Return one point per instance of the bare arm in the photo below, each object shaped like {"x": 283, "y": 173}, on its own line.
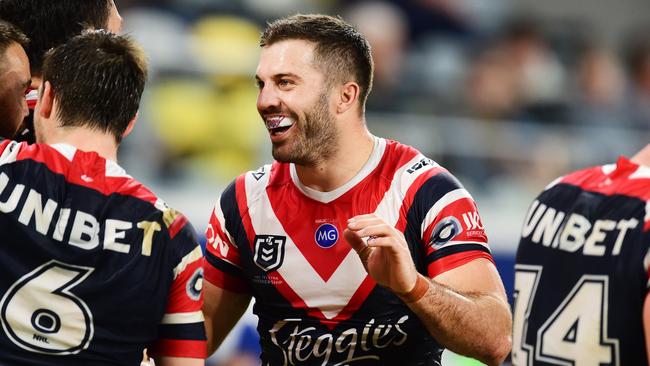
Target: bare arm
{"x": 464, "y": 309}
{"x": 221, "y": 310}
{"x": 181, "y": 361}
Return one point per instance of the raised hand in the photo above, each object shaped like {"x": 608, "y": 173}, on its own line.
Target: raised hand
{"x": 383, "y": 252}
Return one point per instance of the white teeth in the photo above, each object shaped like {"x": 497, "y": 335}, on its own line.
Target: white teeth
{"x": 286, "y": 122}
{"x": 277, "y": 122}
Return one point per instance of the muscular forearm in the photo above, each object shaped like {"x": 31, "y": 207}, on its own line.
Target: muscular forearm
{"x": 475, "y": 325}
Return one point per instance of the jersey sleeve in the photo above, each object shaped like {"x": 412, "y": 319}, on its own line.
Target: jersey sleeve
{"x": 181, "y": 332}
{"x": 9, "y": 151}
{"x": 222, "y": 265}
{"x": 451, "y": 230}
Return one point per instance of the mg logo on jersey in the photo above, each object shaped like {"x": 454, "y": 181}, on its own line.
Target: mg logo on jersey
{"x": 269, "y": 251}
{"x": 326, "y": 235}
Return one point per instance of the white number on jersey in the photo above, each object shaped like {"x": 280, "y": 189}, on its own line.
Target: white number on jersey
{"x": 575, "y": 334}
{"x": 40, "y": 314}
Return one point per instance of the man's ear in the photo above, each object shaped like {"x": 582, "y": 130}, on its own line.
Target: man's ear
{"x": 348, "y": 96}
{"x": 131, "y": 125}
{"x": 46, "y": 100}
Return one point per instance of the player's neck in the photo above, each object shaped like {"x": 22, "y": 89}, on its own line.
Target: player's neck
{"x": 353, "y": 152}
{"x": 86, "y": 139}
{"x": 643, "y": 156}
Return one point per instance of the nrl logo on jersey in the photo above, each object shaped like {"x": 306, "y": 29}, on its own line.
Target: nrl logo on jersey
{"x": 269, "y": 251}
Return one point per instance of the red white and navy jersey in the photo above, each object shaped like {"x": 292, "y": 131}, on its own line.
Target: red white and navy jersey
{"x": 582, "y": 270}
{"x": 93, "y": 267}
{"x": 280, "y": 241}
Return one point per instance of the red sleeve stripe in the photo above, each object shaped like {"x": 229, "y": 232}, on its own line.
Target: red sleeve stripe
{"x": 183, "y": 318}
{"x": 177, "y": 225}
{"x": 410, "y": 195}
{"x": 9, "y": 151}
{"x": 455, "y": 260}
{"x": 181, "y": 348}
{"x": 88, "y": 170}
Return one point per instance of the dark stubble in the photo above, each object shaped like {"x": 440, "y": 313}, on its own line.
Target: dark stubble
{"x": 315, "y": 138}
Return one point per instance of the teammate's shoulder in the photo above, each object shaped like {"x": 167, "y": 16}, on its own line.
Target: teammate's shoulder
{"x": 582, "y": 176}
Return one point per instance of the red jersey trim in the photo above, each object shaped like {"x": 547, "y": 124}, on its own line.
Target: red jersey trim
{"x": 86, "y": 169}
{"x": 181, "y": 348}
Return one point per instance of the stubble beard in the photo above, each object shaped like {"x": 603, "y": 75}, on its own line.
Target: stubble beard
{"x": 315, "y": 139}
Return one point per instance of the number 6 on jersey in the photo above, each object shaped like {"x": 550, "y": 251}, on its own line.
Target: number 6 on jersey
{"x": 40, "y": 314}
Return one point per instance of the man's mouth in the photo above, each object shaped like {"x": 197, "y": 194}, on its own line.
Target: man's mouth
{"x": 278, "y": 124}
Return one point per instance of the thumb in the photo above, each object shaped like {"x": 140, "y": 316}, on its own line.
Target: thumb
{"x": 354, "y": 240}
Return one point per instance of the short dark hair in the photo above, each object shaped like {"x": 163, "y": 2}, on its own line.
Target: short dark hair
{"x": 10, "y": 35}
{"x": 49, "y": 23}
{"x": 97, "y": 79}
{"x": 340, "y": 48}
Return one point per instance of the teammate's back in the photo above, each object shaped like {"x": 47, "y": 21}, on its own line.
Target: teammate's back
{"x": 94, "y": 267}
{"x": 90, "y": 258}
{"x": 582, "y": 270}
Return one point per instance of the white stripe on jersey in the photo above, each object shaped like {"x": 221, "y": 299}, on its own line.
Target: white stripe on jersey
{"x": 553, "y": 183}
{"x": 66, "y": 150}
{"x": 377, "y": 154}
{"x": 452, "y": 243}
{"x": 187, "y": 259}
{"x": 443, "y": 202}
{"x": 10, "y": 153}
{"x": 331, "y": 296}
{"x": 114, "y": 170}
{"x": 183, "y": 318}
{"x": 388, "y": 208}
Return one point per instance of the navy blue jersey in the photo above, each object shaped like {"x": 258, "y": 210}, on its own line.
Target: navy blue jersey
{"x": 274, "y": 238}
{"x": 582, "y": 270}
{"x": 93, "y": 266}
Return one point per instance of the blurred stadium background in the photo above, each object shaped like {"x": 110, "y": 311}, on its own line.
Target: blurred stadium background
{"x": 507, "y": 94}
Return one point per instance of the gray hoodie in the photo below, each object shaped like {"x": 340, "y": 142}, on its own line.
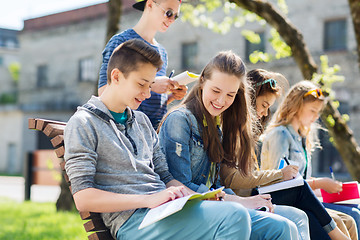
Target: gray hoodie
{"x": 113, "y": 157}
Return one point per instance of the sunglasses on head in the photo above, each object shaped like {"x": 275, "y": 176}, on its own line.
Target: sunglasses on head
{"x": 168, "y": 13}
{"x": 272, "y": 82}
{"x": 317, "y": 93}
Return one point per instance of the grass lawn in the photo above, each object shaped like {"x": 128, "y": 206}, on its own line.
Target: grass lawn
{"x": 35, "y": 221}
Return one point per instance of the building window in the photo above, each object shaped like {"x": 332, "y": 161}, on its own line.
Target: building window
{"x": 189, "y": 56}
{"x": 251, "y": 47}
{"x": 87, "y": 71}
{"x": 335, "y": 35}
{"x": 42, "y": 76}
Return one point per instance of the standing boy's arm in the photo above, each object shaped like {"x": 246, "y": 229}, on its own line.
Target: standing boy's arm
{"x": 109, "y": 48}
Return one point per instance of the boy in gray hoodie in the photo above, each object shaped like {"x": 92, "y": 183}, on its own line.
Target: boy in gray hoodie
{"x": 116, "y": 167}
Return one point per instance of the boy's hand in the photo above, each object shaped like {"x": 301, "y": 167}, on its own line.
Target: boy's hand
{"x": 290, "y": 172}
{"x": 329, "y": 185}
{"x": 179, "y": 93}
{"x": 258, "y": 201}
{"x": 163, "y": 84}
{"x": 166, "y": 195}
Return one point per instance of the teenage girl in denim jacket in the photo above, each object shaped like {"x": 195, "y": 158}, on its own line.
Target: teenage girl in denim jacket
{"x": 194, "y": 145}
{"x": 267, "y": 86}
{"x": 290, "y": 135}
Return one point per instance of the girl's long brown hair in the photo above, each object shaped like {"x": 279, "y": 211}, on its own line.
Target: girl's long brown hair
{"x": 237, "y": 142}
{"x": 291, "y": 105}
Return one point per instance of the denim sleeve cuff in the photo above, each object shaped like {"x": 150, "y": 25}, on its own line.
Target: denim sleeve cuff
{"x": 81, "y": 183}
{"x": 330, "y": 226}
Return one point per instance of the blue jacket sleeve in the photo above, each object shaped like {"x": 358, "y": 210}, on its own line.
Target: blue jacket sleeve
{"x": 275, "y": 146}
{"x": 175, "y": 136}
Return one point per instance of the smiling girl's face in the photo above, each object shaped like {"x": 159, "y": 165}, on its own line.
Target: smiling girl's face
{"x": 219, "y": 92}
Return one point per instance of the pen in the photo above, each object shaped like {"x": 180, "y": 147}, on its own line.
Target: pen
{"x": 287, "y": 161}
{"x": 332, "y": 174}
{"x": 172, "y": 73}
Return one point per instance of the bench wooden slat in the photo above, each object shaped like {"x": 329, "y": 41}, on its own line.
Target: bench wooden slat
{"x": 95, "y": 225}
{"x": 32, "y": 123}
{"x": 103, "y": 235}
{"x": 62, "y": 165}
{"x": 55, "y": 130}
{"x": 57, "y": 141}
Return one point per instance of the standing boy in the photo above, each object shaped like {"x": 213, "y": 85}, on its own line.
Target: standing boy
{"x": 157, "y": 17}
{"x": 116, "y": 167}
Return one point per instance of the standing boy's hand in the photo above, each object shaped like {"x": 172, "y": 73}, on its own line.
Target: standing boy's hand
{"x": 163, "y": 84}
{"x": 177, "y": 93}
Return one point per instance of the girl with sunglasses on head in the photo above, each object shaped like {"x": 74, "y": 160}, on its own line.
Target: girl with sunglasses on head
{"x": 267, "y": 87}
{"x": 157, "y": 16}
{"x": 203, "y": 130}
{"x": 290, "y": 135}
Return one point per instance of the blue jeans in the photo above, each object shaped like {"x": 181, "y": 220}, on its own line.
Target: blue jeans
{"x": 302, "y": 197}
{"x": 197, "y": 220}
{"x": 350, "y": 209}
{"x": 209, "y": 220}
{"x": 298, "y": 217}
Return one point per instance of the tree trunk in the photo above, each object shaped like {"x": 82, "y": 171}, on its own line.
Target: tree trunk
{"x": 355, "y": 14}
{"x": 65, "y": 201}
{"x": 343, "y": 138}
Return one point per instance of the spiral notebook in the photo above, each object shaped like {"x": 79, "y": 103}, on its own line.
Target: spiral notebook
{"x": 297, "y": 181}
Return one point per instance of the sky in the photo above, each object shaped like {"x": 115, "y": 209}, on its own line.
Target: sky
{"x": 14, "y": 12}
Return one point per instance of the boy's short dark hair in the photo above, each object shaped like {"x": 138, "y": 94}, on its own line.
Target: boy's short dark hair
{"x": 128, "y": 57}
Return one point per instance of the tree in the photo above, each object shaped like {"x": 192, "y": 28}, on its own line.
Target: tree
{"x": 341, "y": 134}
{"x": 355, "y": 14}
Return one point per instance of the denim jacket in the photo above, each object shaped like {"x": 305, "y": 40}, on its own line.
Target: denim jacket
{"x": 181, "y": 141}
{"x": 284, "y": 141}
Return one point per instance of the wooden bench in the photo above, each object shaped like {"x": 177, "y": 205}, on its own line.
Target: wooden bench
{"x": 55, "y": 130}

──────────────────────────────

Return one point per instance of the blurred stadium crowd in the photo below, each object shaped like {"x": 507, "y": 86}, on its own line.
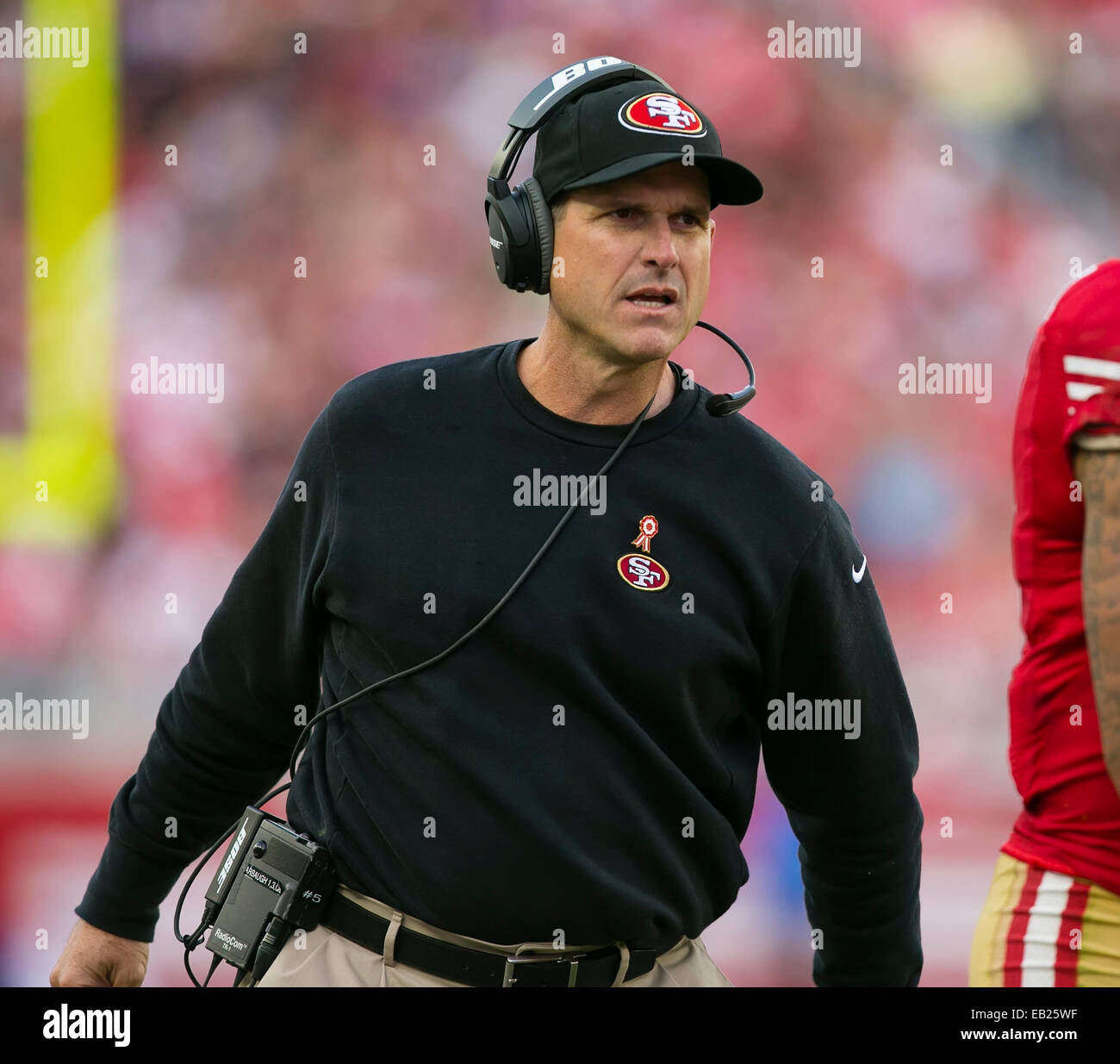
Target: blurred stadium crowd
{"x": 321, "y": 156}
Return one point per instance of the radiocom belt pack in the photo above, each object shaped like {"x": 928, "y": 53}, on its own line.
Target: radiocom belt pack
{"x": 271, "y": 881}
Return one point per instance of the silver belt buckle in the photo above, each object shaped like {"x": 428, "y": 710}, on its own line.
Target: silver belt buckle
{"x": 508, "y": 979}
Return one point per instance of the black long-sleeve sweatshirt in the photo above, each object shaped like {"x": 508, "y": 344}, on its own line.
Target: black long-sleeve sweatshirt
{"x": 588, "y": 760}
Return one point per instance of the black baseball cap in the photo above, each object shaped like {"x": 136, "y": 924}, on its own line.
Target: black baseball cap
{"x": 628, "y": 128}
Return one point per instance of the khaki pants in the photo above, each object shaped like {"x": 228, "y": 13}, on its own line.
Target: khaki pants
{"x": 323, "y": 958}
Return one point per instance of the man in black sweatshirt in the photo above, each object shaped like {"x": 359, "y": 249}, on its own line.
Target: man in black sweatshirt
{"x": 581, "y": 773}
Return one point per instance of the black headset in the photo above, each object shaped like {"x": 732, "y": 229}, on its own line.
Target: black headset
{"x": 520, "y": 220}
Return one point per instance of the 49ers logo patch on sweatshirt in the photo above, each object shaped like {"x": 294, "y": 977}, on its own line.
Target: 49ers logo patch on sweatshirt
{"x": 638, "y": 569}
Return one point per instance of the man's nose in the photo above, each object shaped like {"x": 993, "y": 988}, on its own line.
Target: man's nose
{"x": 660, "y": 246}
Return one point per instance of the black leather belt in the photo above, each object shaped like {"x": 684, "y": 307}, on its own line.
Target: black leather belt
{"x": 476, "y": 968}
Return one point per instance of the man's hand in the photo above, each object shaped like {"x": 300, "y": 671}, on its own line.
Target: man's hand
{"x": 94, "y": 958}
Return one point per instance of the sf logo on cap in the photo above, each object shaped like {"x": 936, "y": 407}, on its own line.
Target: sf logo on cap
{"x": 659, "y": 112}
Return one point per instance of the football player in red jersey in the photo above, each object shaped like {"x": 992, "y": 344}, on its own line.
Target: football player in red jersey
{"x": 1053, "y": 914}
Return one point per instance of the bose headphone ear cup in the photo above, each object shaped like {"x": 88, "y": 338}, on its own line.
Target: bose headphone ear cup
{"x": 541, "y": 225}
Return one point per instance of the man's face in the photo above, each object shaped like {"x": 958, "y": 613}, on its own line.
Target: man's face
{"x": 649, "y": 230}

──────────────────────────────

Within the material above, output exactly the lines from the one with "Return one point per instance of the standing boy in" through the one with "Return one point per instance of the tree trunk", end lines included, and nothing besides.

Return one point per instance of the standing boy in the photo above, each object shaped like {"x": 213, "y": 85}, on its own line.
Target: standing boy
{"x": 157, "y": 17}
{"x": 116, "y": 167}
Return one point per instance of the standing boy's hand in the photo above, each object shaped like {"x": 172, "y": 73}, on its own line.
Target: standing boy's hand
{"x": 163, "y": 84}
{"x": 177, "y": 93}
Return one point per instance of the girl with sunglasses on head in the photo above, each object shaped like {"x": 74, "y": 160}, on its own line.
Target: girl with sunglasses on head
{"x": 267, "y": 87}
{"x": 157, "y": 16}
{"x": 203, "y": 130}
{"x": 290, "y": 135}
Return one point per instance of the blue jeans in the photo above, each object shaped like {"x": 181, "y": 220}, on its own line.
Target: blue jeans
{"x": 302, "y": 197}
{"x": 197, "y": 220}
{"x": 350, "y": 209}
{"x": 209, "y": 220}
{"x": 298, "y": 217}
Return one point per instance of the tree trunk in the photo above, each object shaped like {"x": 82, "y": 171}, on its own line.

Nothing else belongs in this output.